Restate the full listing word for word and leave the pictures out.

- Dataset records
+++

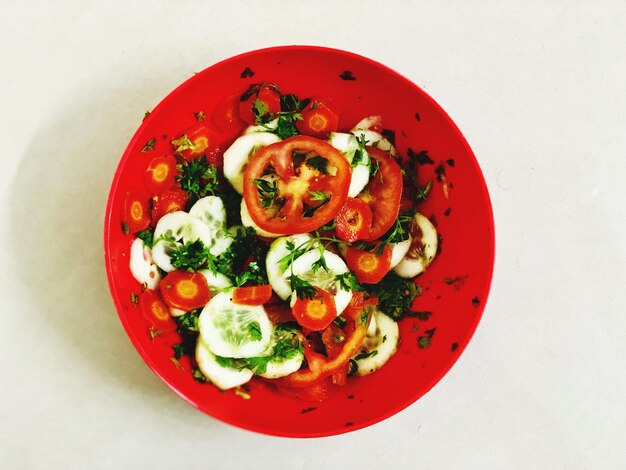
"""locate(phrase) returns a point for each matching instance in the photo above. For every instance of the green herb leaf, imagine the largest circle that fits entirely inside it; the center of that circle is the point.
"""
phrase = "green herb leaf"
(347, 281)
(191, 256)
(365, 355)
(268, 190)
(183, 143)
(149, 145)
(422, 193)
(146, 236)
(318, 196)
(302, 288)
(395, 295)
(254, 331)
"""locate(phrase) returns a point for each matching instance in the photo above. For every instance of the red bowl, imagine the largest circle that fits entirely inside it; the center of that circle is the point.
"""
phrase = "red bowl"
(455, 286)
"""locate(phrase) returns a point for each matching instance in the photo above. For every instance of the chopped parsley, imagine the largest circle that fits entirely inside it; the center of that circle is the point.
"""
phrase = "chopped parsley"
(183, 143)
(149, 145)
(395, 295)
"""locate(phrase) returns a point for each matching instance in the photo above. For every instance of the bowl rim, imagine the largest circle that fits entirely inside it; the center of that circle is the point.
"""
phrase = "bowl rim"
(146, 356)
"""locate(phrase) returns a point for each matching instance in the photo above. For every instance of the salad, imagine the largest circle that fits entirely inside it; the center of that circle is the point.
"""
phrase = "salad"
(289, 254)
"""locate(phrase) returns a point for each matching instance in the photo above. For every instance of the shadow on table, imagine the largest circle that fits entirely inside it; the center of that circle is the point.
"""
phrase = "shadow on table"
(56, 233)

+++

- Task response
"""locate(phrase) returns a point for each matching instance in the photo above. For every instance of the green herb leaf, imagine the largest circle that fits entirely inside it; the center of that circle is the point.
"""
phrase = "green herb leaf"
(347, 281)
(191, 256)
(365, 355)
(268, 190)
(183, 143)
(149, 145)
(422, 193)
(146, 236)
(318, 196)
(302, 288)
(395, 295)
(254, 331)
"""locate(phrase) returns a point for each matching instance in the photo above. For every instance of the red bowl, imagine the largest circle that fits entirely inside it; the center of that circle is the point.
"""
phrase = "red bowl"
(455, 286)
"""locate(phrase) returns a point for each matching instance in the photo above. For every instance of the chopped parsley, imagine the largest circle that fits entirely inside it; the center of that circle is the point.
"""
phrase = "chopped parsley"
(183, 143)
(149, 145)
(395, 295)
"""locate(phrase) returns a point for each matching instance in the photo above. For every instance of the bowl rim, imagine the largest circle that fits entirely inside it; the center of that circle is the point.
"""
phrase = "bowl rim"
(146, 356)
"""locate(phrase) returns a point for each matching instance in the photo above. For every instance of the salad, imagine the largest circle that fits entirely inside it; the center of that circle is the point.
"""
phrase = "salad"
(289, 254)
"""locate(phrase) returns a point for each matching instance in the photo above. For every instance of the shadow on table, imagine the largest circle that fits entirely inside it; the center of that circle is the point.
"""
phrase = "shadow on table"
(56, 233)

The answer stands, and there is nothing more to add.